━━━ Raw data ━━━
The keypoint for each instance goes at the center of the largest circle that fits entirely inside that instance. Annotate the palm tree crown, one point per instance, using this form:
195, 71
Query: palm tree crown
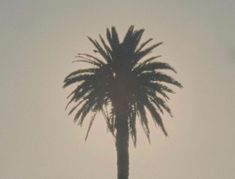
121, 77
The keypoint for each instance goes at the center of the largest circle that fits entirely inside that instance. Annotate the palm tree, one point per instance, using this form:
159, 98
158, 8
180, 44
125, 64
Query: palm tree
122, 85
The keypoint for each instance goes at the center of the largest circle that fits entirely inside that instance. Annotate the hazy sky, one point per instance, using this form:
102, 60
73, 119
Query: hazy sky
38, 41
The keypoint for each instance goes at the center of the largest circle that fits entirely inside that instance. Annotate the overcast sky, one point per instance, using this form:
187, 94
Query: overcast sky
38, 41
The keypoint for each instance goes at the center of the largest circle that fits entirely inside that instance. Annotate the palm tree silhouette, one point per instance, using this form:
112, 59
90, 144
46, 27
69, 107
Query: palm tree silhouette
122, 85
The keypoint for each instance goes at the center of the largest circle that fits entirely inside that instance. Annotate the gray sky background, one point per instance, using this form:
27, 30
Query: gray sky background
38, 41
━━━
━━━ Raw data ━━━
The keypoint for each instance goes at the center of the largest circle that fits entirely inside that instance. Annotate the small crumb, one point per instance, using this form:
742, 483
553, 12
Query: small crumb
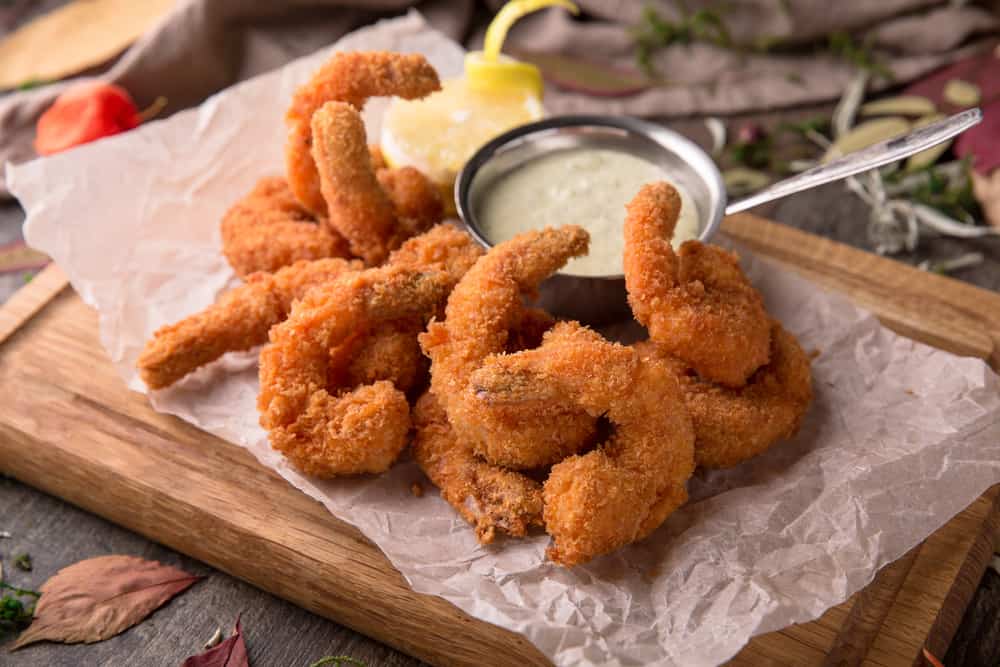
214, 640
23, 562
━━━
━━━ Raw data ━━━
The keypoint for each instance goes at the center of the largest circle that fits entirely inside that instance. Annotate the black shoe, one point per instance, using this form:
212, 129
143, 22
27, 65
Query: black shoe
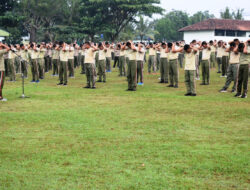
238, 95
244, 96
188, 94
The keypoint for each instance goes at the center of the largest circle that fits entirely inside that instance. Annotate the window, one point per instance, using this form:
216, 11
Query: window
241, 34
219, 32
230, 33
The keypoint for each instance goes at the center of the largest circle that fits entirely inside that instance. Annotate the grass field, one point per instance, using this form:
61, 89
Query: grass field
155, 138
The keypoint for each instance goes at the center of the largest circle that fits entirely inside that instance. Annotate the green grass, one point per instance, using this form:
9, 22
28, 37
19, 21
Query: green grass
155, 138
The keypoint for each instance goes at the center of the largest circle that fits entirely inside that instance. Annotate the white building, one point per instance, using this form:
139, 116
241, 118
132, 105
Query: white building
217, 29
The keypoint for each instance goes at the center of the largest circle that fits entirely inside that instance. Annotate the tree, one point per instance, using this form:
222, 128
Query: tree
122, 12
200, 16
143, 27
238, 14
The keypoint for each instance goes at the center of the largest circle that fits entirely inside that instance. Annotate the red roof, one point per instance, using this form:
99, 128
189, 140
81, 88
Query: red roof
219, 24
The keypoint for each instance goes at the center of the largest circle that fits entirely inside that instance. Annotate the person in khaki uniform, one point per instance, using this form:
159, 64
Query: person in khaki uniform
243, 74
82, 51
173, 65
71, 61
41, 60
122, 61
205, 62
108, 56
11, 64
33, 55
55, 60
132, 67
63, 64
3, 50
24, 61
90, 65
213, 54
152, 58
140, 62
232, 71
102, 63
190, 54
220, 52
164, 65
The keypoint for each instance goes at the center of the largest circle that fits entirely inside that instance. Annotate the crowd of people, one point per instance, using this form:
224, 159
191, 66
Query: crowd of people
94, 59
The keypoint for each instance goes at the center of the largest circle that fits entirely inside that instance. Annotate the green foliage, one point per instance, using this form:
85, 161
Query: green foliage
━━━
▶ Task objective
Report every line in the records above that contains the word "black", copying each such line in full.

▶ Completed task
The keypoint for each instance goes at the center of the largest circle that fits entirely inside that instance. Annotate the black shoe, one point per instance, using this form:
Query: black shoe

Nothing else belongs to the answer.